## [YOUR OBJECTIVE]
Report how many lines of the entries contain the string "carved", matching case exactly, and give only the number.
─── GIVEN INFORMATION ───
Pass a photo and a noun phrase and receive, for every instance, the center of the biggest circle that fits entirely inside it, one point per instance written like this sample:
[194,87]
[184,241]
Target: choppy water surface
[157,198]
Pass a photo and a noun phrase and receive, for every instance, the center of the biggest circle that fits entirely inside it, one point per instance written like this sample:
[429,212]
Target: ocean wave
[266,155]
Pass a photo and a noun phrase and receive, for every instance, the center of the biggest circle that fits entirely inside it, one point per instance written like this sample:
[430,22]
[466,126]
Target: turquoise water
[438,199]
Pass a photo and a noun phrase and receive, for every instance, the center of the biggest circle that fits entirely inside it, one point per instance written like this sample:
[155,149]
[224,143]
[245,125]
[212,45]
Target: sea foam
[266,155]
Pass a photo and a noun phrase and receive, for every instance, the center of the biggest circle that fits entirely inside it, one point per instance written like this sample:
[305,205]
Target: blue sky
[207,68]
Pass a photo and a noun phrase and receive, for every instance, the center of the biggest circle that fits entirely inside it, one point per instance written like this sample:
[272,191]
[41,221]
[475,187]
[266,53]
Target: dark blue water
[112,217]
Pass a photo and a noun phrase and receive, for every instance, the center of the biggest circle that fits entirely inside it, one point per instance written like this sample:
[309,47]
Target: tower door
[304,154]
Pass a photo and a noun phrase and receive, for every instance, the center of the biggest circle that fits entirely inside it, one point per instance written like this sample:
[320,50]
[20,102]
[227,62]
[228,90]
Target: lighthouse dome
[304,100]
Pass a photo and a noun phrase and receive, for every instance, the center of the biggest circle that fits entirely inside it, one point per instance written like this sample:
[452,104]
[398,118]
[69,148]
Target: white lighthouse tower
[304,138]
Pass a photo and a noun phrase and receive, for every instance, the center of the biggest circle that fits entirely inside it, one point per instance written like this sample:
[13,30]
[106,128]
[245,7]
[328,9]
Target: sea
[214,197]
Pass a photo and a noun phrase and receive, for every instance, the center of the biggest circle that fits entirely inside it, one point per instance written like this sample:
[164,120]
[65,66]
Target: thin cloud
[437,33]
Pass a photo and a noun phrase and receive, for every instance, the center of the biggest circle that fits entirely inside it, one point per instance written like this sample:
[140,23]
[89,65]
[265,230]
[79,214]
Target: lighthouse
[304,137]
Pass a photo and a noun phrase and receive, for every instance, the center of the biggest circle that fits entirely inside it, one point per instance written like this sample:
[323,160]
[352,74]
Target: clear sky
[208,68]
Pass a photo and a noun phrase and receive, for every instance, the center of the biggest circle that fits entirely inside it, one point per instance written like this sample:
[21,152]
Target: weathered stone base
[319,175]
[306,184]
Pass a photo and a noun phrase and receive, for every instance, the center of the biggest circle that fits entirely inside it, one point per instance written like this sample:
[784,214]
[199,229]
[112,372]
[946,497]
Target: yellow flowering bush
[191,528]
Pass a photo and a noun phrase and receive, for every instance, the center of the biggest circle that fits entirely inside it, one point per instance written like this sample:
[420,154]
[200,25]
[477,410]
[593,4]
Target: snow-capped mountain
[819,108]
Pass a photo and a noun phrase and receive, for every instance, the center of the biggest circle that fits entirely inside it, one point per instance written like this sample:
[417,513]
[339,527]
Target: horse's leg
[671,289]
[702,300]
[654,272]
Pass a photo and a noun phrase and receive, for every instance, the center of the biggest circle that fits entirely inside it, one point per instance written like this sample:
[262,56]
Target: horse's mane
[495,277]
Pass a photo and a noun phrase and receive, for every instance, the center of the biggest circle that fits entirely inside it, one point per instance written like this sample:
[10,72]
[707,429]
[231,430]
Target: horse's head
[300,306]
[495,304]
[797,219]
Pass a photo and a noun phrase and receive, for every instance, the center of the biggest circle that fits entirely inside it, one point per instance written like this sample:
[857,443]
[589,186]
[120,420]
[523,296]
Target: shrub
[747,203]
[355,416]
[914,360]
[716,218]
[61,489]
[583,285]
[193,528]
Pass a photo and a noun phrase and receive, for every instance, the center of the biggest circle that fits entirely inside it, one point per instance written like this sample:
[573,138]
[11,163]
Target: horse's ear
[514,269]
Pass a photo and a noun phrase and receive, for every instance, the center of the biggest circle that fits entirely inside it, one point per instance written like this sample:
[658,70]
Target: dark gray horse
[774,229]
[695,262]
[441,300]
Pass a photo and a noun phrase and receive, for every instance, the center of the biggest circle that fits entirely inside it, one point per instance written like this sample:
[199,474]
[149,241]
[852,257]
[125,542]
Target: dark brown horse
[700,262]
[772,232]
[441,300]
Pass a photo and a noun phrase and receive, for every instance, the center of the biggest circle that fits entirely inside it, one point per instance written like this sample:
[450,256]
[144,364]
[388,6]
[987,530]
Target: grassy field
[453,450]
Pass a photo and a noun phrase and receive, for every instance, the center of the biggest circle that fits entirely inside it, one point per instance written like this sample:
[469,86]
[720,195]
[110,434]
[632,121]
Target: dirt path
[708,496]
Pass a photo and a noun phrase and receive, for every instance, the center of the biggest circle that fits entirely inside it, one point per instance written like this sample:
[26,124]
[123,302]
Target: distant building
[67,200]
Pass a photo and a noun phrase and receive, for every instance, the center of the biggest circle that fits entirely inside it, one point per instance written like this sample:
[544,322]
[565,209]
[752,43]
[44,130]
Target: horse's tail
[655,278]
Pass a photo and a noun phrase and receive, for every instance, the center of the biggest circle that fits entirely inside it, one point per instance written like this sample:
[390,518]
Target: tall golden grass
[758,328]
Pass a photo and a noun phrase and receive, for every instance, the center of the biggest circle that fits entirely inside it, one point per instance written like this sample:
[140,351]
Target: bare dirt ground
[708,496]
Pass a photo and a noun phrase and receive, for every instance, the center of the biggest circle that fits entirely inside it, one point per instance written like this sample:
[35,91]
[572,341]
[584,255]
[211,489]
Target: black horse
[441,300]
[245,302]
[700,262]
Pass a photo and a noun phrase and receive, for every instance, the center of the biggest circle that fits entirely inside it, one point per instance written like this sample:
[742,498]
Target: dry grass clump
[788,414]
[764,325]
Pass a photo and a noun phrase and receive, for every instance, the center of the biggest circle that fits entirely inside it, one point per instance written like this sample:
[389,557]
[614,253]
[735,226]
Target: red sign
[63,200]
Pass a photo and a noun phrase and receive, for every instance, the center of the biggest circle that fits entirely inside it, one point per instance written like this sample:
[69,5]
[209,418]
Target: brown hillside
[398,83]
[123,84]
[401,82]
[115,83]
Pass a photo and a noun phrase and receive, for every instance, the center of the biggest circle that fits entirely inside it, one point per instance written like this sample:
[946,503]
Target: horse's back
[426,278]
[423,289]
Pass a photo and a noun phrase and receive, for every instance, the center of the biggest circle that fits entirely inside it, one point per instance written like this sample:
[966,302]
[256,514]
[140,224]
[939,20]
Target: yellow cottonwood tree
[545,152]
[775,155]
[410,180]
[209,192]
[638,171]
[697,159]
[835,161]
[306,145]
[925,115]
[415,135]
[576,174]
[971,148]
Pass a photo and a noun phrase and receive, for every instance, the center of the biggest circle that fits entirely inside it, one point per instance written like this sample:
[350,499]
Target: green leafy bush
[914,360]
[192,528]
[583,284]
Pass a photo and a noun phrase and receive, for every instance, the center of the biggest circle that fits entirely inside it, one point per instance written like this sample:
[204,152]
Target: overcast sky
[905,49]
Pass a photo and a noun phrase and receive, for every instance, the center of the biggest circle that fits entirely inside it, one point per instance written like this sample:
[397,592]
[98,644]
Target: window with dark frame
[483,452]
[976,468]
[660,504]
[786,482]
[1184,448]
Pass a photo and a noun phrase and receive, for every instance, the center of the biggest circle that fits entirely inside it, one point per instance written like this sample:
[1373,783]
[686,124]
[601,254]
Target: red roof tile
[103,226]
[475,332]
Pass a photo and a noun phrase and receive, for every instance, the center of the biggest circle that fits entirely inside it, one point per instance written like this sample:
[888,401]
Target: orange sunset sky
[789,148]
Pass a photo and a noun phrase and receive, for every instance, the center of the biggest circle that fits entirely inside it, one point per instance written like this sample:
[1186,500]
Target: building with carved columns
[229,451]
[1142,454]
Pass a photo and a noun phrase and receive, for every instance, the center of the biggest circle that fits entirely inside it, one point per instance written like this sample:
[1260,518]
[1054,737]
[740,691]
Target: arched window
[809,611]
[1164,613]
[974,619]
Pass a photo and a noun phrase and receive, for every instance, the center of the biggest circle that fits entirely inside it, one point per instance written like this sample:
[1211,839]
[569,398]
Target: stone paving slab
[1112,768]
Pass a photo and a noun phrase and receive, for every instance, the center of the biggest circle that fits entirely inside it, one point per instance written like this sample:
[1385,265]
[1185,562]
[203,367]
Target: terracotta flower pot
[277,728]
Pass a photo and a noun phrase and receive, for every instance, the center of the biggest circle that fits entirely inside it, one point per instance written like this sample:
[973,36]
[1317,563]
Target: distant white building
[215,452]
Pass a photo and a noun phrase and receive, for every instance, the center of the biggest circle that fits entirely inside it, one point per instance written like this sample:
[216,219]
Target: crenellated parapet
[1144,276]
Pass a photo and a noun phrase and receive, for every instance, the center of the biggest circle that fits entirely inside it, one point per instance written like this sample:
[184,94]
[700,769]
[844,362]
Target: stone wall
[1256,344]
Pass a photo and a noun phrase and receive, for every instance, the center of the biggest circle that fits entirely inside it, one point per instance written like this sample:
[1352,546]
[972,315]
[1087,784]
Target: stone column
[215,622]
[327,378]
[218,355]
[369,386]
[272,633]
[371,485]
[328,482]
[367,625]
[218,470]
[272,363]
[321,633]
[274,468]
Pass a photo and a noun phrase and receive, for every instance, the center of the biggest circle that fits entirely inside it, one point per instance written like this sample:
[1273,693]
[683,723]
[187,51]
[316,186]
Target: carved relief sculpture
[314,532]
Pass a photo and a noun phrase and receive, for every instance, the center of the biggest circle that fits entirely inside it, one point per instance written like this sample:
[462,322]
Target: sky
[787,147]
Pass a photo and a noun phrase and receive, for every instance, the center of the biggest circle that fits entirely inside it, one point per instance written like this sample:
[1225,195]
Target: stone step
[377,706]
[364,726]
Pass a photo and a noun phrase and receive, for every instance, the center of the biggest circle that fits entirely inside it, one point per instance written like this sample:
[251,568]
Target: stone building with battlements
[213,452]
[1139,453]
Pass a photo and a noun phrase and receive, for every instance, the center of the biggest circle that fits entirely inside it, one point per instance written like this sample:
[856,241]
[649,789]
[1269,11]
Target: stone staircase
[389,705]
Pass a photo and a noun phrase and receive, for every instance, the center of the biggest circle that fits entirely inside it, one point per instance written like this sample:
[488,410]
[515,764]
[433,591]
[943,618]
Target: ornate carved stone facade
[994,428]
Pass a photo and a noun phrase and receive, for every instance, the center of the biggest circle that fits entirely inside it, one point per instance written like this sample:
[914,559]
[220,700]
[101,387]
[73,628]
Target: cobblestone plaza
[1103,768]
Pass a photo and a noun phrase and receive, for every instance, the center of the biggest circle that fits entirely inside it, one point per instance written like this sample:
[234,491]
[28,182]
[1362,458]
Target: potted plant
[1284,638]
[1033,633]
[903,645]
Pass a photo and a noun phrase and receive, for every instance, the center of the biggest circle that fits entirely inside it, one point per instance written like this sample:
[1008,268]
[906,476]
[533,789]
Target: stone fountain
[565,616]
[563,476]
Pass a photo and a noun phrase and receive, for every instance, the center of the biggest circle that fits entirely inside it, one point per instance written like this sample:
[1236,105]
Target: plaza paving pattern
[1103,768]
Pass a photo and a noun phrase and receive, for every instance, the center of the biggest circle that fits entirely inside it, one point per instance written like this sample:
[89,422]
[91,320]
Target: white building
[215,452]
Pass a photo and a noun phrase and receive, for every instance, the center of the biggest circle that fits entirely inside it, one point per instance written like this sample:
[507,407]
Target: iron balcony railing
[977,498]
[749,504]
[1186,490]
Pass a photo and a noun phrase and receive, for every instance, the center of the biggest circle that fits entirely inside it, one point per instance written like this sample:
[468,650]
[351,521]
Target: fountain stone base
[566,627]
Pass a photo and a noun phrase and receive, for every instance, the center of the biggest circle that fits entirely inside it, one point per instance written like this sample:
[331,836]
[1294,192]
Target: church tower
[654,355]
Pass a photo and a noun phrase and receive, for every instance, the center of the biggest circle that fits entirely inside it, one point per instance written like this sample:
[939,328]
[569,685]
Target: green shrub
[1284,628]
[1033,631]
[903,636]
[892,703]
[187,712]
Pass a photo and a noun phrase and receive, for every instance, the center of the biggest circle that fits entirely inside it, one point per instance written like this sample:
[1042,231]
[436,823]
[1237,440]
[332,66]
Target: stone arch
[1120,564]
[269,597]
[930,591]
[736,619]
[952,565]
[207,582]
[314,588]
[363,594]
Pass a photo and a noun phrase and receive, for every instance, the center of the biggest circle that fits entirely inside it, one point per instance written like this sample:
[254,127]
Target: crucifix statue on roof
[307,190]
───
## [FINAL RESULT]
3